**TASK STATEMENT**
Your answer should hold exactly the lines from the line containing "Spot the row" through the end of the entries that follow.

**DATA**

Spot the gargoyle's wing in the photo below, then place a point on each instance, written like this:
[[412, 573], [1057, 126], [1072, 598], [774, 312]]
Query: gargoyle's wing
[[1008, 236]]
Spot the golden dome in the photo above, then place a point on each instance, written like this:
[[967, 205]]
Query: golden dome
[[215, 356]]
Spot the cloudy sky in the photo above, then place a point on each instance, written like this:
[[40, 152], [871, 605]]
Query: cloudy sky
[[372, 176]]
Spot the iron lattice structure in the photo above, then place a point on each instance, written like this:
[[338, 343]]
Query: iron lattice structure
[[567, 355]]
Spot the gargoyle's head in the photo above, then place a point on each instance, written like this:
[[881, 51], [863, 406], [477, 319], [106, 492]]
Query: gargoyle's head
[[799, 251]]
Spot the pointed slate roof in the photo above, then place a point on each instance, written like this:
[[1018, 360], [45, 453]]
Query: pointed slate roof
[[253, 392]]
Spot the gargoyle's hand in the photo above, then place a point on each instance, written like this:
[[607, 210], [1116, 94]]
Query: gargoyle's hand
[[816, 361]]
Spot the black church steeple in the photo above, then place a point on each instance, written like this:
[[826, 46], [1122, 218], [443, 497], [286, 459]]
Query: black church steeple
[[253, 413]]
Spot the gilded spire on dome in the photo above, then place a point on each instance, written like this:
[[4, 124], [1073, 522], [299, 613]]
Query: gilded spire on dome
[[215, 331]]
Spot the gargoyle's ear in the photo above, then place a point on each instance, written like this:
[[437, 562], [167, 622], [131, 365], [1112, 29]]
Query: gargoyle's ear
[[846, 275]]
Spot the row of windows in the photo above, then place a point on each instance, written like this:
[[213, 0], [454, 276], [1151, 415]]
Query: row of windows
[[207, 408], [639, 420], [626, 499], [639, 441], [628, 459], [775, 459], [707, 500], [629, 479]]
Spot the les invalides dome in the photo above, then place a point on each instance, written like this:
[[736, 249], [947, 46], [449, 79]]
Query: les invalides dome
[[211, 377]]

**OUTPUT**
Spot the row of windows in the photo above, then place a point on each instance, written like this:
[[213, 0], [454, 276], [1151, 415]]
Query: row of windows
[[207, 408], [639, 420], [626, 499], [639, 441], [628, 459], [775, 459], [707, 500], [629, 479]]
Spot the les invalides dome in the photo above, then place a point on each instance, written like this:
[[736, 249], [947, 46], [449, 79]]
Query: les invalides dome
[[211, 377]]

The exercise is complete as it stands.